Requirement:
Copy word for word the stretch of the article on drones fighting malaria in Zanzibar from "The drone will" through "across the water.".

Exercise passage:
============================================================

In this photo taken Thursday, Oct. 31, 2019, Eduardo Rodriguez, left, of drone manufacturer DJI, trains Khadija Ali Abdulla, right, from the State University of Zanzibar, how to fly a drone to spray the breeding grounds of malaria-carrying mosquitoes, at Cheju paddy farms in the southern Cheju region of the island of Zanzibar, Tanzania. Drones spraying a silicone-based liquid that spreads across the large expanses of stagnant water where malaria-carrying mosquitoes lay their eggs, are being tested to help fight the disease on the island of Zanzibar, off the coast of Tanzania. (AP Photo/Haroub Hussein)
For the first time drones are being tested to help fight malaria on the island of Zanzibar, off the coast of Tanzania.
The drones will spray a silicone-based liquid on rice paddies, where there are large expanses of stagnant water where malaria-carrying mosquitoes lay their eggs. The substance will spread across the water and prevent the eggs from hatching. It is hoped this will significantly reduce the numbers of the malaria-carrying anopheles mosquitoes in the area.
The spraying by drones is a test to see if it will help the government of Zanzibar reach its goal of eliminating malaria on the archipelago by 2023, according to the strategic plan adopted by Zanzibar Malaria Elimination Program. The drone spraying is a relatively inexpensive way to stop the mosquitoes from reproducing, said Bart Knols, a medical entomologist and lead researcher of the program.
“We are getting to the bottom of it as we will spray the breeding grounds of mosquitoes,” said Knols, who is with the Dutch Malaria Foundation.
The drone will spray Aquatain, a liquid gel that will spread over a section of water and kill mosquitoes’ larvae, said Knols. The substance has been tested internationally and has been found to be harmless to non-target organisms, non-toxic and biodegradable. In the initial test, in the Cheju area of southern Zanzibar, the drone flew over and sprayed the shallow, sunlit water bodies in the rice paddies teeming with mosquito larvae, which were trapped as the gel spread across the water.

============================================================

Exercise data:
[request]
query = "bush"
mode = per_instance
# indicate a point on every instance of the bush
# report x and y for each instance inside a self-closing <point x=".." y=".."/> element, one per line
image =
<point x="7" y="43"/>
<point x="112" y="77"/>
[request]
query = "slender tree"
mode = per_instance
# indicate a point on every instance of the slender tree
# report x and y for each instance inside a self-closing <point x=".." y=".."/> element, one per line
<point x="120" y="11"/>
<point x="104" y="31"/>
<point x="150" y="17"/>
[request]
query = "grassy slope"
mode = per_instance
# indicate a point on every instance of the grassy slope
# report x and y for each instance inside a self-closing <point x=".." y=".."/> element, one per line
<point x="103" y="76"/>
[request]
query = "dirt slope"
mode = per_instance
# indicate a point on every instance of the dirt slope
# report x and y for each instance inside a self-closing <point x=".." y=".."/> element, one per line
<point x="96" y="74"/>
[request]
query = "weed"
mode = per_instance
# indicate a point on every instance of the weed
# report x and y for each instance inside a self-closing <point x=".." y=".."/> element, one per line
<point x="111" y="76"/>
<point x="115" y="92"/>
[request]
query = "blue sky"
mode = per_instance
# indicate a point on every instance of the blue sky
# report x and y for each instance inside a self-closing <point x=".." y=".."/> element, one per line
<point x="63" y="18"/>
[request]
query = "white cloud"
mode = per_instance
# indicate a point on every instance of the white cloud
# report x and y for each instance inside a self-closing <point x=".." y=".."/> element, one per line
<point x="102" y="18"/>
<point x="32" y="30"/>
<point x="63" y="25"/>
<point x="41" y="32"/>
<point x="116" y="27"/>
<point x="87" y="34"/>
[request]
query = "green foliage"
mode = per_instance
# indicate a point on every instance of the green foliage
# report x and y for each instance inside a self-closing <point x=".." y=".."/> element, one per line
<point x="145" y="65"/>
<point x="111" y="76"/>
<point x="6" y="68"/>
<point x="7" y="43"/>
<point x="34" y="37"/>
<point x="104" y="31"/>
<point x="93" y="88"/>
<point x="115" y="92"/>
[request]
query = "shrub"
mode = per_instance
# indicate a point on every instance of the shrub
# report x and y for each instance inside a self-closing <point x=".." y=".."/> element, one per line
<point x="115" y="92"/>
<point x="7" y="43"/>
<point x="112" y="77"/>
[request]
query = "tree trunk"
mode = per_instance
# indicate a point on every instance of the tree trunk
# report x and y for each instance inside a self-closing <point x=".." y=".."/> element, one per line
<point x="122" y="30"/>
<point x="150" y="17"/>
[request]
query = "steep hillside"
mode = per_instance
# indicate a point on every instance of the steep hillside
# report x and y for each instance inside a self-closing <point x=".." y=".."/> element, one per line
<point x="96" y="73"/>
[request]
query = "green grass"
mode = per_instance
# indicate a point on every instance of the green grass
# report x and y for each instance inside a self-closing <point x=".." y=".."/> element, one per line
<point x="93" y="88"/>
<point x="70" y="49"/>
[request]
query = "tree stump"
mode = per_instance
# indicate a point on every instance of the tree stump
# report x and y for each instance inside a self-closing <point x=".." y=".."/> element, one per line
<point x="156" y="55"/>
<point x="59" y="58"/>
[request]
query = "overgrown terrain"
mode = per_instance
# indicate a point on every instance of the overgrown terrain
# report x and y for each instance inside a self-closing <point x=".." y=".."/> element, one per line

============================================================

Output below:
The drone will spray Aquatain, a liquid gel that will spread over a section of water and kill mosquitoes’ larvae, said Knols. The substance has been tested internationally and has been found to be harmless to non-target organisms, non-toxic and biodegradable. In the initial test, in the Cheju area of southern Zanzibar, the drone flew over and sprayed the shallow, sunlit water bodies in the rice paddies teeming with mosquito larvae, which were trapped as the gel spread across the water.